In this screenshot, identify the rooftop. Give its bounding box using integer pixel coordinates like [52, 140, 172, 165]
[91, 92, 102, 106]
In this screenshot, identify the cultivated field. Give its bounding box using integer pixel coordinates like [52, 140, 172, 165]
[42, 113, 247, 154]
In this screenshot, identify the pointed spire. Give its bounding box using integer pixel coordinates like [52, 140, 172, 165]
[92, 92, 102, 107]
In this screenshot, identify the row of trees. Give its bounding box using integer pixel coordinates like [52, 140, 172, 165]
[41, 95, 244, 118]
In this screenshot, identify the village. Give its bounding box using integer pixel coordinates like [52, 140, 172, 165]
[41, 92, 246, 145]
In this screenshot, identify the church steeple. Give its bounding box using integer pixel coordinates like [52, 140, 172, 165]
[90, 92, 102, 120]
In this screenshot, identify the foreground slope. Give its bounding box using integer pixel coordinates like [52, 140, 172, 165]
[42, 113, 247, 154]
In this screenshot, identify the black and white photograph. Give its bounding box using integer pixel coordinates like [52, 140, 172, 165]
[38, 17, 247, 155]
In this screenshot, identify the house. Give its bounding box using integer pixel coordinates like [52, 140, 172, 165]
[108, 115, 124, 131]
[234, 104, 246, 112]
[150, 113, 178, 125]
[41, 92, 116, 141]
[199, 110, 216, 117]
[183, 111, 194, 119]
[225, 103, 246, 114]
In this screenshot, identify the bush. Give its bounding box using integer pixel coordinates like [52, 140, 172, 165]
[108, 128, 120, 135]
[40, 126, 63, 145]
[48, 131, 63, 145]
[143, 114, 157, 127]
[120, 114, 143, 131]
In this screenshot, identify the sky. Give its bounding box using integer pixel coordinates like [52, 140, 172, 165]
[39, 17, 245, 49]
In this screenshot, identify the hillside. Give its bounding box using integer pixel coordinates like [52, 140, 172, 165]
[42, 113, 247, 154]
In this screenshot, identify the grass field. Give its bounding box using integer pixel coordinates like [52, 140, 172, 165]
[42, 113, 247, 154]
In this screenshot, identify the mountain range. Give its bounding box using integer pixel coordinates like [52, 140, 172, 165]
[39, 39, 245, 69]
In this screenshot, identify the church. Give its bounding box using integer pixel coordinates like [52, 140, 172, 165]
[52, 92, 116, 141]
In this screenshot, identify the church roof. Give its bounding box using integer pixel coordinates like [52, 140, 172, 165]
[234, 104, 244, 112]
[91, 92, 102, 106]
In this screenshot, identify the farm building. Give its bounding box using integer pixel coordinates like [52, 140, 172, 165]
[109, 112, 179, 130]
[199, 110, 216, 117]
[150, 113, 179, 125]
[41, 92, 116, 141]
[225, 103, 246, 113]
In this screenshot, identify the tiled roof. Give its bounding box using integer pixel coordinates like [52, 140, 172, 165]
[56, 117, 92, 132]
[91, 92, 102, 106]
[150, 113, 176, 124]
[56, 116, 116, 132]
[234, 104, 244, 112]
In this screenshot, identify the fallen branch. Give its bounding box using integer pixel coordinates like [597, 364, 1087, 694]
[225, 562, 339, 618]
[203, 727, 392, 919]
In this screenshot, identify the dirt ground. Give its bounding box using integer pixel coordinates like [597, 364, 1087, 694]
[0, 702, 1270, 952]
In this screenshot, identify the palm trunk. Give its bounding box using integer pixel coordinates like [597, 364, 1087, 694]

::::

*Goal*. Return the data above word for word, keeping every line in its original order.

*Completed exercise*.
In this screenshot, identify the rooftop. Give its bounding box using integer pixel coordinates like [52, 140, 172, 165]
[91, 92, 102, 106]
In this screenshot, identify the cultivated field. Give its bounding box using integer pixel coordinates like [52, 140, 172, 165]
[42, 113, 247, 154]
In this screenshot, identify the pointed spire. Give its bounding box using integer pixel coordinates like [52, 140, 172, 165]
[92, 92, 102, 107]
In this screenshot, identify the row of trees. Give its bounding box using integer pixel coordinates like [52, 140, 172, 165]
[41, 95, 244, 118]
In this screenshot, identify the village. Give its bounding box using integer pixel coordinates like [52, 140, 172, 165]
[41, 92, 246, 145]
In this screenshot, identify the church steeple. Give its bounding box using integer pixel coordinates like [52, 140, 172, 165]
[90, 92, 102, 120]
In this screenshot, identify the foreground slope. Give its bounding box using integer pixel coordinates like [52, 140, 172, 165]
[42, 113, 247, 154]
In this screenshot, identify the black and white photograph. Give its bounding box using integer pixel coordinates like [52, 140, 172, 165]
[38, 17, 247, 155]
In this screenshot, identify the house. Give its bounding box using integer pixel coordinates like [52, 140, 172, 165]
[108, 115, 124, 131]
[234, 104, 246, 112]
[150, 113, 178, 125]
[41, 92, 116, 141]
[199, 110, 216, 117]
[183, 111, 194, 119]
[225, 103, 246, 114]
In this screenshot, identify the bush. Give its bounding box using integer pixel coordinates like [52, 140, 172, 165]
[108, 128, 120, 135]
[40, 126, 63, 145]
[48, 131, 63, 145]
[143, 114, 157, 127]
[120, 114, 143, 131]
In this screenshot, identify the sky. Give its bounding box using integer pixel coordinates like [52, 140, 172, 165]
[39, 17, 245, 49]
In this screenshot, identify the hillside. Give its bounding box using integer pixel coordinates like [52, 140, 172, 165]
[42, 113, 247, 154]
In this screenshot, identify the grass field. Give its bounding box using integer pixel coordinates like [52, 140, 172, 165]
[42, 113, 247, 154]
In this screenshot, identify the mountain range. Give its bounding box using integer pixel coordinates like [52, 140, 172, 165]
[39, 39, 245, 69]
In this screenshot, identify the church. Give its bounding box using integer pixel coordinates like [52, 140, 172, 165]
[52, 92, 116, 141]
In this screenshot, identify the church roof. Give its bounding box using integer pixel coordinates like [52, 140, 172, 165]
[234, 104, 244, 112]
[91, 92, 102, 106]
In this screenshot, identify the farm building. Give its bounding box using integer pixel coordinates like [52, 140, 172, 165]
[109, 112, 179, 130]
[199, 110, 216, 117]
[150, 113, 179, 125]
[41, 92, 116, 141]
[225, 103, 246, 113]
In this screenshot, identify the tiled roof. Give its bounding box using integer pixel coordinates like [52, 140, 172, 165]
[56, 117, 92, 132]
[91, 92, 102, 106]
[150, 113, 176, 124]
[56, 116, 116, 132]
[234, 104, 244, 112]
In this screenshot, identify the fallen branch. Give its bounding box using integer pixel coordinates like [597, 364, 1087, 694]
[225, 562, 339, 618]
[203, 727, 392, 919]
In this screenshot, identify the dirt ground. Give its bounding box using integer pixel coordinates like [597, 364, 1087, 694]
[0, 702, 1270, 952]
In this screenshot, identify the palm trunk. Give its bounding box using integer pixel coordinates like [597, 364, 1087, 694]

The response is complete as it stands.